TASK STATEMENT:
Where the data below has the string "with", return the whole line.

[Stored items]
######

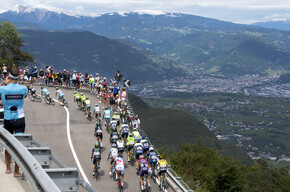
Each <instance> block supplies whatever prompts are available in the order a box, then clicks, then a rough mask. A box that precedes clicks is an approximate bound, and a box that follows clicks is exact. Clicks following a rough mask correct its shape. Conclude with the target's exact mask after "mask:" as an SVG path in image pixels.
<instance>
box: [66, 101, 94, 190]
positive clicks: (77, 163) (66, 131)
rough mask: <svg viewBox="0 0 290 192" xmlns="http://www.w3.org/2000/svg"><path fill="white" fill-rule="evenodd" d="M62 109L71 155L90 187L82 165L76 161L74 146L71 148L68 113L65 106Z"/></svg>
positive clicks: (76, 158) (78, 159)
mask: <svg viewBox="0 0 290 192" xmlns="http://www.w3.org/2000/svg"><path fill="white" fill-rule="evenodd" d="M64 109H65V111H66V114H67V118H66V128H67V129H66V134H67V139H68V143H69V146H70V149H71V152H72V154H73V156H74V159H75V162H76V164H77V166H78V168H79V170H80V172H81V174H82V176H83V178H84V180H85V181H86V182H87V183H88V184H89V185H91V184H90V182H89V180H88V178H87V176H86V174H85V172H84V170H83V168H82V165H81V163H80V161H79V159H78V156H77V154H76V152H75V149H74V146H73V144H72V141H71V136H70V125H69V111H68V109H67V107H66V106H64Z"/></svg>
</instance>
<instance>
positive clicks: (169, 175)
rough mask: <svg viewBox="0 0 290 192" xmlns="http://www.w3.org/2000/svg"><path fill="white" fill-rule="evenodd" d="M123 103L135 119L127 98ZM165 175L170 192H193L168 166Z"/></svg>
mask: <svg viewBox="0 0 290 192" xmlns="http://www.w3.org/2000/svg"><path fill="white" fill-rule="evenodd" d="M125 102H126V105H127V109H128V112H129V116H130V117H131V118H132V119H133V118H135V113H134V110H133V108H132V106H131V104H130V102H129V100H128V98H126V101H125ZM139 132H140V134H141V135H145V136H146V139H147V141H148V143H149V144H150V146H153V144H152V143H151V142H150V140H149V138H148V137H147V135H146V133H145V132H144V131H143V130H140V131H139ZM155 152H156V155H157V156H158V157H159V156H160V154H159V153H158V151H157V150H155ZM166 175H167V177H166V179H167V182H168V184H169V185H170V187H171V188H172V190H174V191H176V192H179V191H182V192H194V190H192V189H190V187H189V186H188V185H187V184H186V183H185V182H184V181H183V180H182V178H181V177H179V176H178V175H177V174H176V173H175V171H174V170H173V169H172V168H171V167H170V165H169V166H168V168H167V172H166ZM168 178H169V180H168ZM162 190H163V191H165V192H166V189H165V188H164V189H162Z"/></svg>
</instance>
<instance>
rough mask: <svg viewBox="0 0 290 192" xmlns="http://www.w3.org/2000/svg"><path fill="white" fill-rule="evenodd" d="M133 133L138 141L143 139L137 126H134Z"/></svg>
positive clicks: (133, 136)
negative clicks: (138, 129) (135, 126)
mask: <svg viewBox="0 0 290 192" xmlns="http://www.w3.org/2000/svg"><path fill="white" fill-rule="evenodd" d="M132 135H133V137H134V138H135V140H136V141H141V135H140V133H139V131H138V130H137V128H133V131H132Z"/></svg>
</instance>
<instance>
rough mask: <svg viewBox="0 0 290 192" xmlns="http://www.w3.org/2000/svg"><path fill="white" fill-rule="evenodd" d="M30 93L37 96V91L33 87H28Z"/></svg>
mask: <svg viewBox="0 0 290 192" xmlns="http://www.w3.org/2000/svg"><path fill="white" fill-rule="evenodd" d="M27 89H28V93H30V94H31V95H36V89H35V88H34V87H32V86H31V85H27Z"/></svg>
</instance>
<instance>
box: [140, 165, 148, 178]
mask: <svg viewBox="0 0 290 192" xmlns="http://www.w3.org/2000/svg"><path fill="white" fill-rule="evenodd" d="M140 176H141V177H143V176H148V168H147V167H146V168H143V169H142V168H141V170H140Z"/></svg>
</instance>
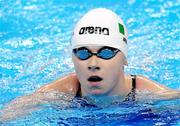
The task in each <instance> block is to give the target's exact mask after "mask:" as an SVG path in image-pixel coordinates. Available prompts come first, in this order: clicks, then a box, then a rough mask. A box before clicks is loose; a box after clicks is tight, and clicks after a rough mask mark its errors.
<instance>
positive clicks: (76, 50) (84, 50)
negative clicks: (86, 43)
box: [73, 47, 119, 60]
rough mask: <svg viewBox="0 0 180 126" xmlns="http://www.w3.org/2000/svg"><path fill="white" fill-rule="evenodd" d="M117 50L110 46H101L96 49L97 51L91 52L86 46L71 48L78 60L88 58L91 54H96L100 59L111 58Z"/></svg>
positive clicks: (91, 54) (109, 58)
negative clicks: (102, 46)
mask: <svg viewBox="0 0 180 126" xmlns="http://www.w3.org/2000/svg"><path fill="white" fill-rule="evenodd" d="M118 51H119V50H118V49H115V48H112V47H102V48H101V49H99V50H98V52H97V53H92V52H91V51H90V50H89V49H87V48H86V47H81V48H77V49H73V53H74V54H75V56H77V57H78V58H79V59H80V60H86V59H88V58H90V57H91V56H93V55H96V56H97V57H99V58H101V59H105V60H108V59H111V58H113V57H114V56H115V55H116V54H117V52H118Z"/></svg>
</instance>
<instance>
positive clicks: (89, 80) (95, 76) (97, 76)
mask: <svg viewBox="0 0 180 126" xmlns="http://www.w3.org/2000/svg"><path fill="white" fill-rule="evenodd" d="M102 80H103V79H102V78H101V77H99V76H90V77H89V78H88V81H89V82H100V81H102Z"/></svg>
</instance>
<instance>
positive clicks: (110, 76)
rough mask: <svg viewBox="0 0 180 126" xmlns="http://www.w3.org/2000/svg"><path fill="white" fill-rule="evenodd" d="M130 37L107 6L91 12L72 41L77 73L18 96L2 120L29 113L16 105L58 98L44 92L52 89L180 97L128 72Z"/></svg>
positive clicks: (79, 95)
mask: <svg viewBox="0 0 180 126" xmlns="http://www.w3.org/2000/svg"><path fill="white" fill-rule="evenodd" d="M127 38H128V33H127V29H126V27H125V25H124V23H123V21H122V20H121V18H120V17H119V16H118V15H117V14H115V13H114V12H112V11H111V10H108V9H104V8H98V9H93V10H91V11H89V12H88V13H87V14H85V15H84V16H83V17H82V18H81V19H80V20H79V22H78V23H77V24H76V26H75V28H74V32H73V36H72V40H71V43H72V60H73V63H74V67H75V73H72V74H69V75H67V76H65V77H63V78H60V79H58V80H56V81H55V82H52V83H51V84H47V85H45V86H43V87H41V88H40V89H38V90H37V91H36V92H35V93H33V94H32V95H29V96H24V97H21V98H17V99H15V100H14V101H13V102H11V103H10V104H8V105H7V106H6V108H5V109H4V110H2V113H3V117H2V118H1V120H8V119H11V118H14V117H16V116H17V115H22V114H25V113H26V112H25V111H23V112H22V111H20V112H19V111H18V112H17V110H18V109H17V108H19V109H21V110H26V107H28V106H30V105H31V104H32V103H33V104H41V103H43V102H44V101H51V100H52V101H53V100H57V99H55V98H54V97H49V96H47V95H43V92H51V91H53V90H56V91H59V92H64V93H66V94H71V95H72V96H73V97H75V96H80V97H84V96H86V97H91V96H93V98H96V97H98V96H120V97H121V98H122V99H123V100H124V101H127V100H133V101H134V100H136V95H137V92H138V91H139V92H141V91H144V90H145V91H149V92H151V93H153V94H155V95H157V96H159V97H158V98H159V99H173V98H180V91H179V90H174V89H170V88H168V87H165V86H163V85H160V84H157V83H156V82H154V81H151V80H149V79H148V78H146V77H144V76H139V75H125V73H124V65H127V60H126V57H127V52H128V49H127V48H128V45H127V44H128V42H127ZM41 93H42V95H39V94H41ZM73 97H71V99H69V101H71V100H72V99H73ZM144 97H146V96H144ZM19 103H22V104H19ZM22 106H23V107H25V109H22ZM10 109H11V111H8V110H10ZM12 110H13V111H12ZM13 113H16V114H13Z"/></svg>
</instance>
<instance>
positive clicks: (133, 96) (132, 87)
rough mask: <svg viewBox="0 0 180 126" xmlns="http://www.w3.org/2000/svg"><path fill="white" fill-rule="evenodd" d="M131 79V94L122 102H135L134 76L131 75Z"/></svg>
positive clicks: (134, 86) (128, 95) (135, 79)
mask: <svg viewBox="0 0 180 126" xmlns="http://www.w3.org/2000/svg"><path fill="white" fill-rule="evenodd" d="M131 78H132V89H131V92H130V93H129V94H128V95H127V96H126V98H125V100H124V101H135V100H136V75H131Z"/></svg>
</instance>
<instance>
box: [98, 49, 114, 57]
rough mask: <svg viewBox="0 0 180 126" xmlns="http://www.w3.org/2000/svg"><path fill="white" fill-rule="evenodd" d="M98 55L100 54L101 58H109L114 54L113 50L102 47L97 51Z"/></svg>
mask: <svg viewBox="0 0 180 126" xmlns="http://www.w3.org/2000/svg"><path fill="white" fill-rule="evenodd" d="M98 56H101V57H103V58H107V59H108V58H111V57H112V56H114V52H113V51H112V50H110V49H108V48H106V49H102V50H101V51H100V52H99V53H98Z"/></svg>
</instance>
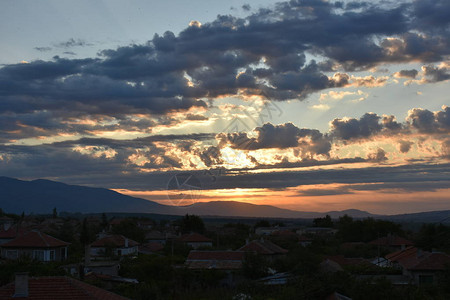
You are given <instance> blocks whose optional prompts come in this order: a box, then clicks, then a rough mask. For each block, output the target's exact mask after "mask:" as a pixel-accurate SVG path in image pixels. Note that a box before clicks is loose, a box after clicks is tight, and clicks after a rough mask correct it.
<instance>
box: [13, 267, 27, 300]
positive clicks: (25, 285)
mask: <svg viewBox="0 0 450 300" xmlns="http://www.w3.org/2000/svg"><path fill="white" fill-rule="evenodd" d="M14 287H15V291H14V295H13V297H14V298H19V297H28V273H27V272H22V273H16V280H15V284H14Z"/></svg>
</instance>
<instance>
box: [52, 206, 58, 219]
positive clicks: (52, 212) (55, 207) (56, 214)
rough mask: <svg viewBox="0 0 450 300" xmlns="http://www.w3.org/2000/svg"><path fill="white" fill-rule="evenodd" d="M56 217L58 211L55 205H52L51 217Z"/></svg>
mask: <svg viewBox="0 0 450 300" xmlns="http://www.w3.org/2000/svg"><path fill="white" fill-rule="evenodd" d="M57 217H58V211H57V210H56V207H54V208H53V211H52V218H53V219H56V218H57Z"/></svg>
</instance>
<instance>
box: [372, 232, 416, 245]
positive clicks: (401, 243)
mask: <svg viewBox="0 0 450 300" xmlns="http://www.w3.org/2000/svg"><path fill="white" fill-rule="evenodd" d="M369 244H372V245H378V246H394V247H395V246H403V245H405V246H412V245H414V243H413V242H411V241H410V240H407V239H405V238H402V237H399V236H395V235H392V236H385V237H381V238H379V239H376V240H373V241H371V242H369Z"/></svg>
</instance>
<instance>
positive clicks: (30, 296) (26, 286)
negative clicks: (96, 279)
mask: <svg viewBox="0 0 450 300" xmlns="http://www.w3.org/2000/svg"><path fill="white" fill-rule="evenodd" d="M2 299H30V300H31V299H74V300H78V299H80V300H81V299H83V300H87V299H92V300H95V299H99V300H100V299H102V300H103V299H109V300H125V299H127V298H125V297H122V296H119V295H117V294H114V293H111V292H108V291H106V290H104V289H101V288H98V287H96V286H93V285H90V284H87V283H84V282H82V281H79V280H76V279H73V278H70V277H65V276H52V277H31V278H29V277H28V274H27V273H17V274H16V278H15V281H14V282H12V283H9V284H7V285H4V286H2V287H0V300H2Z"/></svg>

######

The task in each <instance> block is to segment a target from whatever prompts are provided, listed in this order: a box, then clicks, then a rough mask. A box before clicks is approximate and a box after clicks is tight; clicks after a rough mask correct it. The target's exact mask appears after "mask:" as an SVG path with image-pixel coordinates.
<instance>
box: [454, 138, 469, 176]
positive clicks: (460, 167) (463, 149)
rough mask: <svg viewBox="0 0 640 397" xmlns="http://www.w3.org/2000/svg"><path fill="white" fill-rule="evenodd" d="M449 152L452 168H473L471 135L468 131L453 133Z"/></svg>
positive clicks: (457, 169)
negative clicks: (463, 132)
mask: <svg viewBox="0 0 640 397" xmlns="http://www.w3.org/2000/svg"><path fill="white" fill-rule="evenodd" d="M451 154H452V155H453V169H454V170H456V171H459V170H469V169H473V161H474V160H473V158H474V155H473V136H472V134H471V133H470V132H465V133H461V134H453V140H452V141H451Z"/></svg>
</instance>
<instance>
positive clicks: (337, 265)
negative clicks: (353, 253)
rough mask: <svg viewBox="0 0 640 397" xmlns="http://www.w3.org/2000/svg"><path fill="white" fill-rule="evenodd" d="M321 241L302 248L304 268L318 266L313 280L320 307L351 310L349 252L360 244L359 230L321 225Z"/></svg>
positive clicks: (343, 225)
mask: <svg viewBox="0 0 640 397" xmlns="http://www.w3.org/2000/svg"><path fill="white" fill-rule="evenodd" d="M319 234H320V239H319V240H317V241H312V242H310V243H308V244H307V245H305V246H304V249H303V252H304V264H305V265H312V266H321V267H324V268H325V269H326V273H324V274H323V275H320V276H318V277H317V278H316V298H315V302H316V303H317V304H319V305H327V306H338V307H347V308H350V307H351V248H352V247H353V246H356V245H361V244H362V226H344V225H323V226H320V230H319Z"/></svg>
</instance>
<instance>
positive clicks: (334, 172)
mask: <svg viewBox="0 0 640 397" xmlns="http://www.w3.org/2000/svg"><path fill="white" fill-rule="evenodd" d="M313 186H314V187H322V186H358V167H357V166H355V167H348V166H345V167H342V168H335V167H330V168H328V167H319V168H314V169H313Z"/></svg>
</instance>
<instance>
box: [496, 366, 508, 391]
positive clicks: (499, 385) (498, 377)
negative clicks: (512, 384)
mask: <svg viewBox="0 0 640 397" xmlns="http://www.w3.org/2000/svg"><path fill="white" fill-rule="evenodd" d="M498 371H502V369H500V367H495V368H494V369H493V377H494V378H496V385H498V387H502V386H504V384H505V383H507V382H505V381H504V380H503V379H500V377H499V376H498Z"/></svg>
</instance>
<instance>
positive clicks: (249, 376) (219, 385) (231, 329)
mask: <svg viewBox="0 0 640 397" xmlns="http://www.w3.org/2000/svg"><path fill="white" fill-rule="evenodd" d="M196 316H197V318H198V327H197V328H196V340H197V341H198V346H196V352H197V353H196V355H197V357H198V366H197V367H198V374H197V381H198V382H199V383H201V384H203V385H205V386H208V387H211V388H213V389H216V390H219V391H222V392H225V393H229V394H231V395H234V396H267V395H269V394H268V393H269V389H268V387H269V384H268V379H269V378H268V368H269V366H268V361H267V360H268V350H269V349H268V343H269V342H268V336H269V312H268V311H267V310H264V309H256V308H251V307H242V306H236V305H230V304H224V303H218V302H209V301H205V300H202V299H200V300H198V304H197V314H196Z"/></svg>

######

TASK OUTPUT:
Each <instance> block supplies whatever prompts are available in the order a box, then clicks, then a rough mask. A box that precedes clicks is an approximate bound, and a box that follows clicks is exact. Clicks following a rough mask correct its shape. Conclude with the target's exact mask after "mask:" as an SVG path in image pixels.
The task in each <instance> block is to segment a target from whatever prompts are provided, listed in this order: a box, then clicks, then a rough mask. A box before clicks is approximate and a box after clicks is tight; clicks after a rough mask correct it. The target's exact mask appears after "mask:" as an SVG path with image-pixel coordinates.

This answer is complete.